**Texto de origen**
•••••

La mordaza y la jaula



Juan Valdano

   El bien más preciado es la libertad y si esta representa algo es la facultad de decir lo que otros no quieren escuchar.

   En su obra sobre la prensa guayaquileña, Camilo Destruge menciona los riesgos que afrontaban los periodistas en los años del presidente García Moreno. “Era menester –dijo- que el escritor tuviera vocación de mártir para resolverse a dar a la estampa artículos de ideas que no concordaban con el espíritu político-religioso implantado en la República”. Caso paradigmático fue el del periódico “La Nueva Era” (1873) y cuyos redactores eran Miguel Valverde y Federico Proaño, dos jóvenes liberales que se atrevieron a desafiar al tirano. El entonces “dueño del país” opinó que el periódico difundía “expresiones sediciosas e irreligiosas y ataques al Jefe del Estado”, por lo que ordenó el enjuiciamiento y prisión para sus autores. Un juez, actuando en probidad, se negó a condenarlos. La sentencia vino entonces de puño y letra del autócrata: desterrarlos al Perú. Con esmero y sadismo dispuso el dictador el cumplimiento de la pena: al exilio fueron conducidos por las infestadas trochas de las selvas orientales. Con piadoso propósito esperaba, quizás, que algún saurio de grandes fauces o uno de esos torrentosos ríos amazónicos los engullera en el trayecto.

•••••

**Datos de origen**
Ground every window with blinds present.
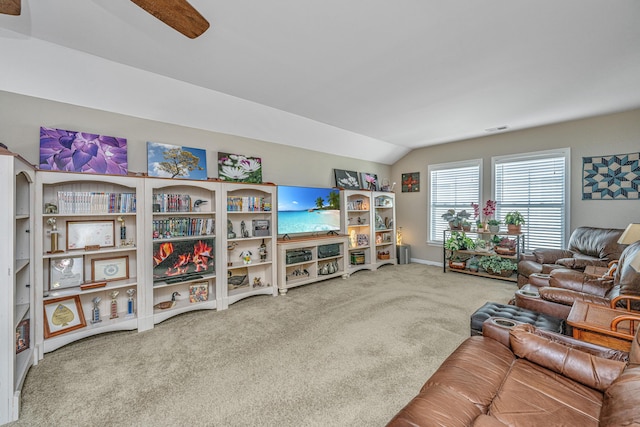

•••••

Cita completo y sin cambios el texto «La mordaza y la jaula».

La mordaza y la jaula



Juan Valdano

   El bien más preciado es la libertad y si esta representa algo es la facultad de decir lo que otros no quieren escuchar.

   En su obra sobre la prensa guayaquileña, Camilo Destruge menciona los riesgos que afrontaban los periodistas en los años del presidente García Moreno. “Era menester –dijo- que el escritor tuviera vocación de mártir para resolverse a dar a la estampa artículos de ideas que no concordaban con el espíritu político-religioso implantado en la República”. Caso paradigmático fue el del periódico “La Nueva Era” (1873) y cuyos redactores eran Miguel Valverde y Federico Proaño, dos jóvenes liberales que se atrevieron a desafiar al tirano. El entonces “dueño del país” opinó que el periódico difundía “expresiones sediciosas e irreligiosas y ataques al Jefe del Estado”, por lo que ordenó el enjuiciamiento y prisión para sus autores. Un juez, actuando en probidad, se negó a condenarlos. La sentencia vino entonces de puño y letra del autócrata: desterrarlos al Perú. Con esmero y sadismo dispuso el dictador el cumplimiento de la pena: al exilio fueron conducidos por las infestadas trochas de las selvas orientales. Con piadoso propósito esperaba, quizás, que algún saurio de grandes fauces o uno de esos torrentosos ríos amazónicos los engullera en el trayecto.